----- Material provided

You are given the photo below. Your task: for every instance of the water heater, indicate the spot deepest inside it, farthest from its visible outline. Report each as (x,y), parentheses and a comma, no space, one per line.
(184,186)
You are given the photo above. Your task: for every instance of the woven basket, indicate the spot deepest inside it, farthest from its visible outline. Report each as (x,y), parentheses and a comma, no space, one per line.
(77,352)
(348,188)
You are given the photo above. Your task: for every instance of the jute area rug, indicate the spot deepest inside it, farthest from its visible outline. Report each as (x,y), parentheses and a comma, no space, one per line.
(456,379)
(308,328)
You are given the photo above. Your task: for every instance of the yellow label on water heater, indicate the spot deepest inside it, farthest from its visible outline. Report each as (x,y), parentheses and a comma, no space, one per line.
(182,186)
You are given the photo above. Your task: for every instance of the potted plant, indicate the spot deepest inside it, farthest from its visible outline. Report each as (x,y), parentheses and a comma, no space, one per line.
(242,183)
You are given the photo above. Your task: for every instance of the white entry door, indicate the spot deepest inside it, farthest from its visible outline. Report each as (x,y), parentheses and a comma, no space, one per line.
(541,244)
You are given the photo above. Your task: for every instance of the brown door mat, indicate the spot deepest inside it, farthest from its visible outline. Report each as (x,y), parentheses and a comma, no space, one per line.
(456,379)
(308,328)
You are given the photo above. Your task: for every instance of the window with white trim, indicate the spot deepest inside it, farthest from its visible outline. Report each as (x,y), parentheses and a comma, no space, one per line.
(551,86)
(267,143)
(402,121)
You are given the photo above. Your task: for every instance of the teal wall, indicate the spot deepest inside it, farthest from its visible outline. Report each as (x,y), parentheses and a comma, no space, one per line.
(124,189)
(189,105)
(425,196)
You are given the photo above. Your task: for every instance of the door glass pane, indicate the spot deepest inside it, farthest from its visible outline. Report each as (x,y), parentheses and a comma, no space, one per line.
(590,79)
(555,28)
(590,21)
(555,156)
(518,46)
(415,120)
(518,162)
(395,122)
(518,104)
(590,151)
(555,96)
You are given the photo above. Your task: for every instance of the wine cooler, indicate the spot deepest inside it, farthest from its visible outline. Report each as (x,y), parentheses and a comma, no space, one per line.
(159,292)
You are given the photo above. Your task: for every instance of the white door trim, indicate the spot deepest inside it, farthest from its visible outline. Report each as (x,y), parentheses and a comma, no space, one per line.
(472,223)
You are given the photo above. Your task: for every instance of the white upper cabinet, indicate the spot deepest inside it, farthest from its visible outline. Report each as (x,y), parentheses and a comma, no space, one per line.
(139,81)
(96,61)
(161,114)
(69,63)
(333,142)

----------

Write out every one of the rows above word for word, keeping each line unchanged.

Task solution
You are given the photo below. Your task: for every instance of the water heater, indicate the spot deepest inside it, farthest from its visible outline. Report each as (x,y), parentheses and a comma, no space, one per line.
(184,186)
You are given the photo above. Your task: for every instance of the woven basket, indicate the spot deepest inside it, farthest from its visible outline. Report each as (x,y), parentheses and a comma, no space, one per line.
(77,352)
(348,188)
You are given the photo above. Your task: for every instance of the jute area rug, indicate the spot deepest inside it, farthest from its visible outline. Report each as (x,y), parentheses and a comma, no space, one per line.
(456,379)
(308,328)
You are given the photo above. Your task: for every instance of the yellow label on water heater, indicate the spot deepest inside it, farthest from its visible outline. Report each as (x,y), parentheses and a comma, no space, one per line.
(182,186)
You are given the photo above. Your task: for every instance of the potted plant, indicate the spot deepest inside it, farthest from its visible outline. Report each as (x,y), parentheses and a comma, no space, one per line.
(242,183)
You are given the photo above. Your task: for every instance of the white entry door, indicate the spot deepest inside it, farthest from its visible outline. Report each as (x,y), parentheses and a comma, no space, one per line.
(541,244)
You are given the photo above. Your task: for every instance of the brown door mat, indicate the spot deepest inside it, farthest from its visible outline. Report each as (x,y), parentheses and a comma, no space, one per line.
(456,379)
(308,328)
You are given the photo above. Your task: for every instance of the window with white trim, indicate the spot deepest inside it, farthest from its visible outline. Report each as (x,y), parentheses and a comma, no space, one per line.
(551,86)
(267,143)
(402,121)
You are given the photo above. Your task: for every instance of the teal wall, indicate the spot deepest inside it, farthest from its visible outline. Report each as (x,y), parentheses and a comma, no space, one per line.
(124,189)
(189,105)
(425,196)
You are given the photo above. Your task: for every instance of the door glass pane, indicate the spot deepest inside it, farthest from its visible outline. Report each as (x,y), parentheses and a comma, no space, one per line.
(590,79)
(555,28)
(590,21)
(555,156)
(518,46)
(415,120)
(518,162)
(395,122)
(518,104)
(590,151)
(555,96)
You are given the photo above. Your task: for every instance of the wine cooler, indicate the spot deepest inside it, farthest from its visible outline. Report each as (x,y), parentheses and a comma, no space, one per line.
(159,292)
You are given the photo above. Your task: for every instance of the white door trim, indicate the spot deepest inside it, farthest from its visible outline. Report each as (x,y), parentheses and a comma, no space, one per line.
(472,223)
You are given the photo above. Your task: for every instance of the white upper cabinet, indicate the spot deepest inside it, farthest from its visible outline. Report each as (x,y), parentheses and a comma, no space, one per line.
(139,81)
(96,61)
(161,114)
(69,63)
(333,142)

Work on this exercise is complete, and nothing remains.